◆ **Yang Harus Dilakukan**:
Cetak persis bagian catatan akhir tahun di bawah ini, mulai dari "Namun semua itu" sampai dengan "muda lagi ini.".

◆ **Dokumen Sumber**:
Harta Yang Paling Berharga nan Mulia Adalah Ilmu

Sabtu, 09 Desember 2017

CATATAN AKHIR TAHUN

CATATAN AKHIR TAHUN
Sudjarwo
Guru Besar FKIP dan Direktur Pascasarjana Unila

Sebenarnya tulisan ini tidak ingin di produksi karena ada dua alasan; pertama, berkeinginan agar ada penulis muda yang menjadi penerus; sehingga pada waktunya nanti ada penulis baru yang lebih “now” mengikuti pergolakan jamannya, sehingga persiapan untuk naik gunung “madegpanditho” yang akan penulis lakukan dapat berjalan mulus tanpa aral.  Alasan kedua adalah alasan sosialpsikologis yaitu suatu kondisi yang membuat seseorang menjatuhkan pilihan untuk “diam” karena alasan yang sulit dinarasi.

Namun semua itu menjadi batal karena desakan tanggungjawab akademik yang muncul akibat dari menyimak kondisi sosial yang mengemuka, sehingga tidak ada pilihan lain kecuali menuliskan narasi pemikiran kehadapan sidang pembaca, diusia yang sudah tidak muda lagi ini.

Peristiwa demi peristiwa melintas di panggung Bumi Pertiwi ini; semula merupakan riak-riak kecil, namun dipenghujung tahun ini tampaknya berpotensi menjadi besar, dan bisa jadi liar. Seperti biasa kondisi ini dimanfaatkan oleh para petualang untuk berselancar guna memenuhi syahwat politiknya. Sehingga tidak jarang yang dilakukannya menggunakan hukum Machiavelli.

Hal ini kita simak dengan adanya angin Putingbeliung yang menerpa salah satu organisasi politik terbesar (dahulu) di Republik ini, merupakan gambaran nyata bagaimana “salah kelola” nya suatu manajemen publik oleh mesin organisasi. Sisi lain ada organisasi yang tanpa bentuk hanya dengan berbasis massa, selalu bergerak mencari mangsa untuk dijadikan batu pijakkan melakukan mobilisasi massa; sehingga tercipta ruang atau medan untuk berhadap-hadapan dengan penguasa, yang selalu disublimasikan sebagai “musuh”, bukan saudaranya; padahal kelompok ini mengusung simbol-simbol agama sebagai alat untuk melakukan mobilisasi. Agama yang dikenal sangat sejuk mengayomi seluruh mahluk dibumi ini; ternyata direkayasa untuk dibalik menjadi raksasa yang menakutkan. Untuk masih banyak para Ulama linuwih yang memberikan pesan-pesan damai agar tidak terjadi kondisi yang membahayakan kesatuan negeri.

◆ **Daftar Data**:
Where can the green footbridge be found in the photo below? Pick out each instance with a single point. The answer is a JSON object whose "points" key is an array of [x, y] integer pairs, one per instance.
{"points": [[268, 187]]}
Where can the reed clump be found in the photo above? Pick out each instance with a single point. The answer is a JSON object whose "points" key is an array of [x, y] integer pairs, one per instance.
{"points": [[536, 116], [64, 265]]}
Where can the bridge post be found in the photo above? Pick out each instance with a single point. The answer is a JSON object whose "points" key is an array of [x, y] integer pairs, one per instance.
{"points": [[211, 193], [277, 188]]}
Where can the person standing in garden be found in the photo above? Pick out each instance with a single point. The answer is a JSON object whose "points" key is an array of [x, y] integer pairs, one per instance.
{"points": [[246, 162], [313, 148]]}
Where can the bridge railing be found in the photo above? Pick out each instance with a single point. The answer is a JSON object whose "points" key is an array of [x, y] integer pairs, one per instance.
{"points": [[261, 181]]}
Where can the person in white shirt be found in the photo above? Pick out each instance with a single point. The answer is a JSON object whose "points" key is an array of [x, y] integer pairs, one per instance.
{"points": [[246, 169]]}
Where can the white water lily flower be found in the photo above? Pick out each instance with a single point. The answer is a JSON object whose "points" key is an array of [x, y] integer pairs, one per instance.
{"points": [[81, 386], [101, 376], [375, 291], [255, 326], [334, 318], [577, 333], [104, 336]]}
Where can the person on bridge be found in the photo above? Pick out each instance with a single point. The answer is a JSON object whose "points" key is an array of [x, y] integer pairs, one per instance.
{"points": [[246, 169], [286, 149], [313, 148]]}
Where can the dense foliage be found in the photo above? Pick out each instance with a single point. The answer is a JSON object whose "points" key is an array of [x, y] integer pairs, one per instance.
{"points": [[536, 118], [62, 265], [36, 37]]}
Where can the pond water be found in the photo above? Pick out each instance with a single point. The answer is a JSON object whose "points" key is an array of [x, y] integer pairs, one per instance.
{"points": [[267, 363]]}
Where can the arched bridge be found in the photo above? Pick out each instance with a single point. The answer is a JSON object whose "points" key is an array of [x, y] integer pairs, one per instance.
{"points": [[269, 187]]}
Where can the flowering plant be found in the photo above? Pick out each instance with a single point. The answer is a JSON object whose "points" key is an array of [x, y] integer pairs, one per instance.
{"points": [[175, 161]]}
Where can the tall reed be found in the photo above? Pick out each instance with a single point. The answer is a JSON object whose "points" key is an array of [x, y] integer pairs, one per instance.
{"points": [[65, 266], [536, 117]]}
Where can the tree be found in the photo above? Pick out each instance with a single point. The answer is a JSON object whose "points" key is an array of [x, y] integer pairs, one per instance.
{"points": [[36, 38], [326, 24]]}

◆ **Penyelesaian Masalah**:
Namun semua itu menjadi batal karena desakan tanggungjawab akademik yang muncul akibat dari menyimak kondisi sosial yang mengemuka, sehingga tidak ada pilihan lain kecuali menuliskan narasi pemikiran kehadapan sidang pembaca, diusia yang sudah tidak muda lagi ini.